==== DOCUMENT SECTION ====

Skip to content

Stream Data into Kafka

TIP

After EMQX version 3.1, a powerful rule engine is introduced to replace plug-ins. It is recommended that you use it. See Bridge data to Kafka to setup kafka bridges in rule engine.

EMQX bridges and forwards MQTT messages to Kafka cluster:

image

Config file for Kafka bridge plugin: etc/plugins/emqx_bridge_kafka.conf

Configure Kafka Cluster

bash
## Kafka Server
## bridge.kafka.servers = 127.0.0.1:9092,127.0.0.2:9092,127.0.0.3:9092
bridge.kafka.servers = 127.0.0.1:9092

## Kafka Partition Strategy. option value: per_partition | per_broker
bridge.kafka.connection_strategy = per_partition

bridge.kafka.min_metadata_refresh_interval = 5S

## Produce writes type. option value: sync | async
bridge.kafka.produce = sync

bridge.kafka.produce.sync_timeout = 3S

## Base directory for replayq to store messages on disk.
## If this config entry if missing or set to undefined,
## replayq works in a mem-only manner.
## i.e. messages are not queued on disk -- in such case,
## the send or send_sync API callers are responsible for
## possible message loss in case of application,
## network or kafka disturbances. For instance,
## in the wolff:send API caller may trap_exit then
## react on parition-producer worker pid's 'EXIT'
## message to issue a retry after restarting the producer.
## bridge.kafka.replayq_dir = /tmp/emqx_bridge_kafka/

## default=10MB, replayq segment size.
## bridge.kafka.producer.replayq_seg_bytes = 10MB

## producer required_acks. option value all_isr | leader_only | none.

====

REQUESTS
[1] According to the Kafka streaming page, which file holds the configuration for the Kafka bridge plugin?
[2] Rewrite the stretch of the rows from the line containing "of the dark" through the end of the rows as a JSON list of strings, one string per line, leaving out blank lines.

==== AVAILABLE RECORDS ====

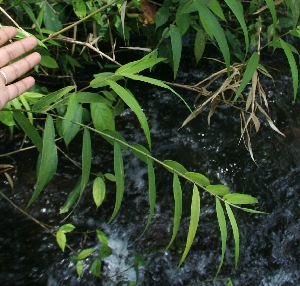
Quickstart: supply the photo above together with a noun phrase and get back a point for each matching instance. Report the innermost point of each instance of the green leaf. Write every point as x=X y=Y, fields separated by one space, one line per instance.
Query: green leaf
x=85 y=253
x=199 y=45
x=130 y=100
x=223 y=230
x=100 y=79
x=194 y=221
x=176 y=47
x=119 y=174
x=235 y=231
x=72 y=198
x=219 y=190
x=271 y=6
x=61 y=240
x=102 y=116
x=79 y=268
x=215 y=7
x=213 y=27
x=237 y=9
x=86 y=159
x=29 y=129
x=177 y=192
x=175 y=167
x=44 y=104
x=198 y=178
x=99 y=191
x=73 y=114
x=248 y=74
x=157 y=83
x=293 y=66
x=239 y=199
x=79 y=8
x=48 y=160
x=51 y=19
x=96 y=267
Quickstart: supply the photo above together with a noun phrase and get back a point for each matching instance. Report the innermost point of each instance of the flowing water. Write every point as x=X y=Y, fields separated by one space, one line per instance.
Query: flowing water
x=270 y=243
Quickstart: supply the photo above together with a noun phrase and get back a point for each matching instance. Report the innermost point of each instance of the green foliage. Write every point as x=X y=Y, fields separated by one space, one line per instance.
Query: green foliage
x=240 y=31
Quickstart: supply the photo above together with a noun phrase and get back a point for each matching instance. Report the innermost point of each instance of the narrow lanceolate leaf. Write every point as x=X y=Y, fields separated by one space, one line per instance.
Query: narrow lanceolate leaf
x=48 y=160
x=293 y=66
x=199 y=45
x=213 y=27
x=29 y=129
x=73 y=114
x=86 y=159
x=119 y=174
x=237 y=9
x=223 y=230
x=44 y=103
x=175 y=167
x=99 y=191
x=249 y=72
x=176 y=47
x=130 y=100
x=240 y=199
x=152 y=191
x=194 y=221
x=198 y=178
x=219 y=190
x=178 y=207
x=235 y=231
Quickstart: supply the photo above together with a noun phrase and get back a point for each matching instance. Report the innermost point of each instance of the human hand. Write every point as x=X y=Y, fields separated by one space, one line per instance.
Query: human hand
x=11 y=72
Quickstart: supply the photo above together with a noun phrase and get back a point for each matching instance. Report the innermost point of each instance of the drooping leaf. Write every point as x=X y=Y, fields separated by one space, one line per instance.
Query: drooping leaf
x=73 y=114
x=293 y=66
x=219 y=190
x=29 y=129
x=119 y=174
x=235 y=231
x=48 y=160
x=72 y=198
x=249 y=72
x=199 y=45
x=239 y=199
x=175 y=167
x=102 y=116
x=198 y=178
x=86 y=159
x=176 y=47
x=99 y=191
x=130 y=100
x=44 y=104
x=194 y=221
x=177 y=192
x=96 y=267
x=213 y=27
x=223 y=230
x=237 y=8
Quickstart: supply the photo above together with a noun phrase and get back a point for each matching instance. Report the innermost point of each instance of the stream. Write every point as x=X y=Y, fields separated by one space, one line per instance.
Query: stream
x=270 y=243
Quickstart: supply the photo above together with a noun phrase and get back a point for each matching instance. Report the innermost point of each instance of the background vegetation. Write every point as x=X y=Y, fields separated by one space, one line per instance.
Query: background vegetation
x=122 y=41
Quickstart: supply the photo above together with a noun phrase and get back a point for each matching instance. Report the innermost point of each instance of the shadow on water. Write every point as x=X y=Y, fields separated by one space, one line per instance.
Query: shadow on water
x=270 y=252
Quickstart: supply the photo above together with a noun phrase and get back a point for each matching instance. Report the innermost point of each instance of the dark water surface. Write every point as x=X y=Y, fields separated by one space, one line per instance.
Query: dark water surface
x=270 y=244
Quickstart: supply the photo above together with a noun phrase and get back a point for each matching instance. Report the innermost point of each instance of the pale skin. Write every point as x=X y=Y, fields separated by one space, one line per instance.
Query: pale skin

====

RESPONSES IN ORDER
[1] etc/plugins/emqx_bridge_kafka.conf

[2]
[
  "Quickstart: supply the photo above together with a noun phrase and get back a point for each matching instance. Report the innermost point of each instance of the dark water surface. Write every point as x=X y=Y, fields separated by one space, one line per instance.",
  "Query: dark water surface",
  "x=270 y=244",
  "Quickstart: supply the photo above together with a noun phrase and get back a point for each matching instance. Report the innermost point of each instance of the pale skin. Write every point as x=X y=Y, fields separated by one space, one line per instance.",
  "Query: pale skin"
]